> _DATA PROVIDED_
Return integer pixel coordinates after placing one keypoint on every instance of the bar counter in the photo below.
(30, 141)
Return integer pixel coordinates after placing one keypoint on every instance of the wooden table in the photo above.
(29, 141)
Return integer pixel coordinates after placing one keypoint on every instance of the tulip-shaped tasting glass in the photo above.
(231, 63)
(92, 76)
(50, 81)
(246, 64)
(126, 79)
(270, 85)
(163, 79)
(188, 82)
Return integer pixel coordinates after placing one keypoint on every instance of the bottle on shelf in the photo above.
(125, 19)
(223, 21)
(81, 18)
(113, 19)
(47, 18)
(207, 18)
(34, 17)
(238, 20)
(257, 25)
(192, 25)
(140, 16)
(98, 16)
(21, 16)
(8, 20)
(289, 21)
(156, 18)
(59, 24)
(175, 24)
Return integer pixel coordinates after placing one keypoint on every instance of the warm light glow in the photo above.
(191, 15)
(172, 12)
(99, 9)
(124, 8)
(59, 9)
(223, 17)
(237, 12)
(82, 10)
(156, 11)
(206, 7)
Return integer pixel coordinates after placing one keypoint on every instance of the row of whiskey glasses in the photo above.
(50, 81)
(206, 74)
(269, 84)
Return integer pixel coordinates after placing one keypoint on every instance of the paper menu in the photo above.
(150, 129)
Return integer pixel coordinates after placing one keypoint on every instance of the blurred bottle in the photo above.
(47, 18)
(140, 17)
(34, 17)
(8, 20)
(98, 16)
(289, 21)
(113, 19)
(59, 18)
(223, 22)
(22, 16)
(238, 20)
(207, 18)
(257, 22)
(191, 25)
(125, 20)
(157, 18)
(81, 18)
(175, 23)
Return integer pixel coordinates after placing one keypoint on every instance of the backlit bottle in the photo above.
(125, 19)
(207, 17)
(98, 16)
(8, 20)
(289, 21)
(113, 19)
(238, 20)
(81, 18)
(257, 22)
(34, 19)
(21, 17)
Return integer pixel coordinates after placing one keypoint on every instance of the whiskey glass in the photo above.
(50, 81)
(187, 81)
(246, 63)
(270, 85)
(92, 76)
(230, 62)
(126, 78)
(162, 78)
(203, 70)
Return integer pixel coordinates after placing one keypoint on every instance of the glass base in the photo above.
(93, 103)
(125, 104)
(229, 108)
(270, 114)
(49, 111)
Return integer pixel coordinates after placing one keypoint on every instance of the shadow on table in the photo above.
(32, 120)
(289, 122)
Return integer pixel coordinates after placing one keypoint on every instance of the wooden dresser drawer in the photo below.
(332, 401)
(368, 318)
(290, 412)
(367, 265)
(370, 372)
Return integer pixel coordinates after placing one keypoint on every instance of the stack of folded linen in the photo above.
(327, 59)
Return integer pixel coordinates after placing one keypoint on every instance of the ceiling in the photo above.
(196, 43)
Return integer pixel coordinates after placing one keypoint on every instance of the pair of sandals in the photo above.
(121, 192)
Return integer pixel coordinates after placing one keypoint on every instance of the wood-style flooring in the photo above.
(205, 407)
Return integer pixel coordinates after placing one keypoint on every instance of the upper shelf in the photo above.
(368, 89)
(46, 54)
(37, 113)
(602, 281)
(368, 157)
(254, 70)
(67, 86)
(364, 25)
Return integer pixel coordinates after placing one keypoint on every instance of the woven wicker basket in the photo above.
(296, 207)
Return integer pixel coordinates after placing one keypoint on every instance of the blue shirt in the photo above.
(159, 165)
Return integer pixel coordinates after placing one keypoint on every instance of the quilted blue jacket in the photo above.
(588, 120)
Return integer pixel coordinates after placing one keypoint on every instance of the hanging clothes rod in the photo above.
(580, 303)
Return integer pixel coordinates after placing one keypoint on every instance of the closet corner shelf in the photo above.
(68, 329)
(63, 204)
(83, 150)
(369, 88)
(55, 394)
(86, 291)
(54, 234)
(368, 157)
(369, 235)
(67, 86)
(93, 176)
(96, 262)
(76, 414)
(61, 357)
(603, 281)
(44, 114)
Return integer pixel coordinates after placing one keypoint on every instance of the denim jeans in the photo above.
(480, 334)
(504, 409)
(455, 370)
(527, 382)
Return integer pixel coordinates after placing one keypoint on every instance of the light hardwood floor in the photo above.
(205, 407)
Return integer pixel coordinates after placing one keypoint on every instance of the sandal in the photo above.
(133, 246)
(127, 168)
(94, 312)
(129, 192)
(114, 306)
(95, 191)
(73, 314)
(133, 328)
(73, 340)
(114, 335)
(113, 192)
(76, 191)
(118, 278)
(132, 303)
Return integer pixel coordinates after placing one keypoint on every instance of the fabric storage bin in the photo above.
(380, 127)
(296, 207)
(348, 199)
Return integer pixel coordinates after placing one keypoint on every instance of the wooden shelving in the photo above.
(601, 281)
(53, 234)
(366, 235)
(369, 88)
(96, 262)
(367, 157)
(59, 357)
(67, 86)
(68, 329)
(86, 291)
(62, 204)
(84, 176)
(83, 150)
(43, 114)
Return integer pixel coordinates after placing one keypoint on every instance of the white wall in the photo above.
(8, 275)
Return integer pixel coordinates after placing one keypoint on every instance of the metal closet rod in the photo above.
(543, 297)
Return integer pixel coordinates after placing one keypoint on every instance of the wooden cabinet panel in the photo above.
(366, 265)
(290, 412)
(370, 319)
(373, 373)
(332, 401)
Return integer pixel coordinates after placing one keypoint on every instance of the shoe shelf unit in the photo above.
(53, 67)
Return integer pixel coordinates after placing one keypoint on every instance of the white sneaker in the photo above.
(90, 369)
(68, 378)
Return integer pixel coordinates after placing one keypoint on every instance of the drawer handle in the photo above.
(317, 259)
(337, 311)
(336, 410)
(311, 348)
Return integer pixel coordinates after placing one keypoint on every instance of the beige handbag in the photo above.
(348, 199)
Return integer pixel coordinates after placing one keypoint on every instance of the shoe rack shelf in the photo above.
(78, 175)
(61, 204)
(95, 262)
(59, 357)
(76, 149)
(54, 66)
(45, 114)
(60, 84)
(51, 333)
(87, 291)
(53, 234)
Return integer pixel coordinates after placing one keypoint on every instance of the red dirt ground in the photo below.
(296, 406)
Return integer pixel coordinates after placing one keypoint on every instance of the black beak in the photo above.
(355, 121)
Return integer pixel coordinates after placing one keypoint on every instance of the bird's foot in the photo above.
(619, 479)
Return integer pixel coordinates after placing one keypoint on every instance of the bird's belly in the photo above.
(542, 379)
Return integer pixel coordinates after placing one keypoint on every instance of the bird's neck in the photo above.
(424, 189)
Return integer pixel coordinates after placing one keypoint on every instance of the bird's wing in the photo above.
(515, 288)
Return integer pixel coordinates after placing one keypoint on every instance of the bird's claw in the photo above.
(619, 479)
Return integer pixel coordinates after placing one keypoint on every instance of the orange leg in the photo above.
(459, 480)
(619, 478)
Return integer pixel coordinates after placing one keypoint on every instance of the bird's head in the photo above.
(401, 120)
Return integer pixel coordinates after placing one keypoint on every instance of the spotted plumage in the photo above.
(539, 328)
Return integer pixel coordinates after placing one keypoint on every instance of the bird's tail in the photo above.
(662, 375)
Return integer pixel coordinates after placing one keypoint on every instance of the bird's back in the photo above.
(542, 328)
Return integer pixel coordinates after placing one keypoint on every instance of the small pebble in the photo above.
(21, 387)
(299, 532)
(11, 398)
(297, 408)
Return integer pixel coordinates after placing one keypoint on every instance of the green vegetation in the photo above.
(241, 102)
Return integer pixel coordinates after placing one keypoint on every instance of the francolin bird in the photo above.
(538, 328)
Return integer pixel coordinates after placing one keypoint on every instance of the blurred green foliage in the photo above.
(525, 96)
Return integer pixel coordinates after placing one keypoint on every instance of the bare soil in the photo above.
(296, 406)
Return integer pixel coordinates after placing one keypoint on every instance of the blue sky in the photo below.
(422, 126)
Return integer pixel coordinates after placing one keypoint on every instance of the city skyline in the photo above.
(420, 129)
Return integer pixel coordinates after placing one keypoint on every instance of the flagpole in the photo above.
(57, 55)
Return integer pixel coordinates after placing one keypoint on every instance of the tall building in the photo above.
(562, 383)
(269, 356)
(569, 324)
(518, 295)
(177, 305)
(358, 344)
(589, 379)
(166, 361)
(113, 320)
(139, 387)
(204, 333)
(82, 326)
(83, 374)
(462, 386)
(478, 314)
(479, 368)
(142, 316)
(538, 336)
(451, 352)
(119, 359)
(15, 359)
---
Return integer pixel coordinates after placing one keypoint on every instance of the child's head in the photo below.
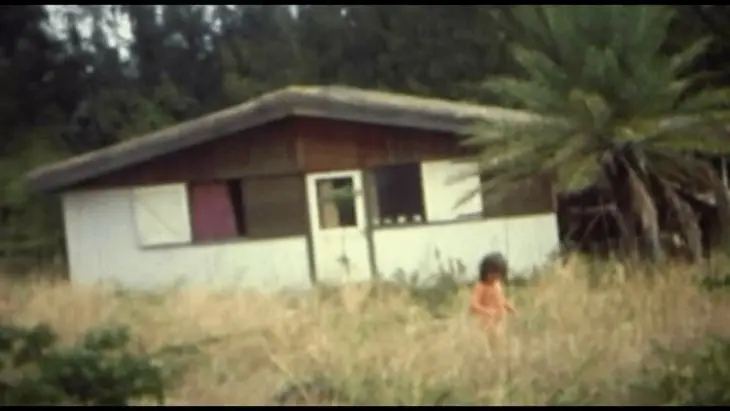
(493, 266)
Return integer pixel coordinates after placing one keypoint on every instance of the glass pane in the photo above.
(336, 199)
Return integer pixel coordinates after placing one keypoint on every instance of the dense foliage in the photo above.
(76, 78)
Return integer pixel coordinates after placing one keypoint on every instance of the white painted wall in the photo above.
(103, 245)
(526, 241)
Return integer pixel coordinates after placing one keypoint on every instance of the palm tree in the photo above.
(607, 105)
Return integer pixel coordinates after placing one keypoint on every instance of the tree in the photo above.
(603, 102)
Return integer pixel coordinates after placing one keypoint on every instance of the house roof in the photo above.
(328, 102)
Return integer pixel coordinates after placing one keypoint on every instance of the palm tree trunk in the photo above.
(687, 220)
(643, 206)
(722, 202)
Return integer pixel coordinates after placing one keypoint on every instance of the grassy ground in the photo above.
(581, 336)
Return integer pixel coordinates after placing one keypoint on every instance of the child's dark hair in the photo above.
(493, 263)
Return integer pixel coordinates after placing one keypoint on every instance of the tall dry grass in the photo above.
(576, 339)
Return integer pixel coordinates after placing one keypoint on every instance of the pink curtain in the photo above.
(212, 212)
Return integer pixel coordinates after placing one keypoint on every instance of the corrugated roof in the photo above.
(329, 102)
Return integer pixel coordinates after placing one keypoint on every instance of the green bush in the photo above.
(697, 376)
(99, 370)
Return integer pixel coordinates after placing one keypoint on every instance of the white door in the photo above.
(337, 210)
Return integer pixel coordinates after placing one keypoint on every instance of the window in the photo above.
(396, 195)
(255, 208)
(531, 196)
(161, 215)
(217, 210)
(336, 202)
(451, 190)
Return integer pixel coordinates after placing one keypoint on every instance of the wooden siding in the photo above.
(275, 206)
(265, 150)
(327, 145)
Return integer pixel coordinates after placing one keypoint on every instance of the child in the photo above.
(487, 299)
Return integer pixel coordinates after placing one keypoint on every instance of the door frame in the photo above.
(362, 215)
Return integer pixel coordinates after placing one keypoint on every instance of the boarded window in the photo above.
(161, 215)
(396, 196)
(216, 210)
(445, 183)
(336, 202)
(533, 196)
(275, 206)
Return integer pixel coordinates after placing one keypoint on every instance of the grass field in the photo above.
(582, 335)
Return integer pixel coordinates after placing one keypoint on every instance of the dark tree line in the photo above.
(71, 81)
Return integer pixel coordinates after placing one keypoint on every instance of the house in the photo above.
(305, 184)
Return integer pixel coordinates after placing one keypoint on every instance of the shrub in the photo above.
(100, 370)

> _WRITTEN TASK_
Extract each line of the listing above that contains the word "head", and copy those lines unchanged.

> _FULL RESPONSE_
Return integer pixel coordinates after placing one keypoint on every instance of the bird's head in the photo above.
Return integer pixel coordinates after placing one keypoint on every instance of the child's head in the photo below.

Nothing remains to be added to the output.